DOCUMENT TEXT:
Is Your Spouse Your Roommate or Your Lover?

You can't believe it's summer already. Another school year has gone by. You are trying to decide where to go on vacation and any idea you have seems like a lot of effort. If you're really honest, the idea of a family vacation seems exhausting. Taking a long weekend away by yourself sounds so much more enticing. You look across the kitchen table at your husband. He is busy writing out checks and reminds you that he will be working late next week so you will need to pick up the kids from their various afternoon activities.

Things are comfortable between the two of you. After all, you’ve been married for almost two decades. The household runs smoothly. The kids' needs are taken care of. But you realize that you and your husband have settled into a life together that feels more like roommates and less like lovers. Over the years your sex life has slowly withered away to an early morning quickie every other month or so.  You think back on the days when your sex life was good. You made an effort to wear sexy lingerie—he made an effort to seduce you in the ways you liked—you both made an effort to mix it up and have fun. Now it seems like passion is the last thing on your minds, settling instead for a comfy night on the couch watching TV until it's time to get some sleep. And while you still have warm feelings for your spouse, that flame seems almost extinguished. Tonight as you sit across from your husband, you feel lonely, longing to reignite some passion—longing to look at him as your lover, once again.

SHORT EXERCISE 1:
Repeat the marriage article word for word, from "You can't believe" to "various afternoon activities.".
SHORT EXERCISE 2:
Carry on the marriage article past its final sentence with what comes next.

(Dataset excerpt)
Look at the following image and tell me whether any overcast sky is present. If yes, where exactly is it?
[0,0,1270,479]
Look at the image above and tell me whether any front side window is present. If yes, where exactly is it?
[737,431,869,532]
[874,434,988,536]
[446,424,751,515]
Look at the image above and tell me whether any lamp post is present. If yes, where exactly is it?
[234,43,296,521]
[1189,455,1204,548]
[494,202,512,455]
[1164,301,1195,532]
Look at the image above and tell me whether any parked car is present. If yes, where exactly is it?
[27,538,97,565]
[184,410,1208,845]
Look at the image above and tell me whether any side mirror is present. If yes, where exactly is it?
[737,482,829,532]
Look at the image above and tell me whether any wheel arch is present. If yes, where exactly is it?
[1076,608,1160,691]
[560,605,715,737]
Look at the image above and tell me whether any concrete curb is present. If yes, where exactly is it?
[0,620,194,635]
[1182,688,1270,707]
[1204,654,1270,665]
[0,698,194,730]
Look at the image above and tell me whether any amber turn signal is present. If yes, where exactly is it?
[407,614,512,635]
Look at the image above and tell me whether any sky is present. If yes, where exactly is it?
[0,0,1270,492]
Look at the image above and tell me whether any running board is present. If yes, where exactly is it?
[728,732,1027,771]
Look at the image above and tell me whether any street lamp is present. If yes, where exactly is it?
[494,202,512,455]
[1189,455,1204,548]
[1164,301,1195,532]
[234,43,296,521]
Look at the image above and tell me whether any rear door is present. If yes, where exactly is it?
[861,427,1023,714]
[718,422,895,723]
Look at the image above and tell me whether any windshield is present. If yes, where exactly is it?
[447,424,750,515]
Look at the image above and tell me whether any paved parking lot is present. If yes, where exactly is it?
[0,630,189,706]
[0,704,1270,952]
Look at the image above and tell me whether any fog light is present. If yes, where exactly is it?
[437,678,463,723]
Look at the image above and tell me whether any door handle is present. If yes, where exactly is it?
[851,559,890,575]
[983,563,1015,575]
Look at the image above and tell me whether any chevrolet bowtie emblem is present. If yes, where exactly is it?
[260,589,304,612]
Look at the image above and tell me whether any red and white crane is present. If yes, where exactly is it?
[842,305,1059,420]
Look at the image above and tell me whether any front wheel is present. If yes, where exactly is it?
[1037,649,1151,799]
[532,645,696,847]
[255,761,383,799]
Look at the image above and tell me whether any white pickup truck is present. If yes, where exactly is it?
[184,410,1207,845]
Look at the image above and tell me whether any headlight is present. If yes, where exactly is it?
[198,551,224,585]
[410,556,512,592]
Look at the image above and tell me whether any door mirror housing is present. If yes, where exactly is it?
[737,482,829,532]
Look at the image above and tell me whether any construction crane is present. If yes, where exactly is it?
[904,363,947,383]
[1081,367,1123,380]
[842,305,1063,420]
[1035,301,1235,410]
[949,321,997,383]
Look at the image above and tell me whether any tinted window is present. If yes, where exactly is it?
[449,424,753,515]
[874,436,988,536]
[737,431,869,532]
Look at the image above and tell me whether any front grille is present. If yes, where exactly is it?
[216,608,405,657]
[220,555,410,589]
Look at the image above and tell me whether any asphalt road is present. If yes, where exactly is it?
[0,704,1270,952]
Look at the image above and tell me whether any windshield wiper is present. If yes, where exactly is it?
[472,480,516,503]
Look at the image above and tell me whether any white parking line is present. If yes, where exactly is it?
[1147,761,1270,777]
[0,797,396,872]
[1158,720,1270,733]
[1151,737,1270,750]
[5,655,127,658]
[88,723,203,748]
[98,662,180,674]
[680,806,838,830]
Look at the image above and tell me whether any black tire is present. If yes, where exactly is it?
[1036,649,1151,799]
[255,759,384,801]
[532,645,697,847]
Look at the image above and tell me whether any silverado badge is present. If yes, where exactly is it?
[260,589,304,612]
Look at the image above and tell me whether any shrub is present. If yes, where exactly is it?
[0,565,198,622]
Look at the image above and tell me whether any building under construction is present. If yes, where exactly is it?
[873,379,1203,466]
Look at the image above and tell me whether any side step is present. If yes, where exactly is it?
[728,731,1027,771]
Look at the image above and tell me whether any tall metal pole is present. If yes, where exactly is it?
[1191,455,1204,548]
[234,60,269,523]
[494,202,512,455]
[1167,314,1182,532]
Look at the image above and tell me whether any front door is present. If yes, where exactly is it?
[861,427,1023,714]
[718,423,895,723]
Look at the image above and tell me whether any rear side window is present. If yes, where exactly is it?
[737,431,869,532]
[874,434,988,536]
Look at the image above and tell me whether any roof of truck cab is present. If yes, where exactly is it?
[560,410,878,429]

TASK ANSWER 1:
You can't believe it's summer already. Another school year has gone by. You are trying to decide where to go on vacation and any idea you have seems like a lot of effort. If you're really honest, the idea of a family vacation seems exhausting. Taking a long weekend away by yourself sounds so much more enticing. You look across the kitchen table at your husband. He is busy writing out checks and reminds you that he will be working late next week so you will need to pick up the kids from their various afternoon activities.

TASK ANSWER 2:
If this scenario sounds familiar, you are not alone. Many couples after some years have gone by, or when the kids have moved out, look at each other as if they were compatible roommates. And for many, there comes a time when that comfort level is no longer acceptable. Couples hit a cross road every few years and for most couples, this cross road will be met at least once, if not more, throughout the lifetime of their relationship.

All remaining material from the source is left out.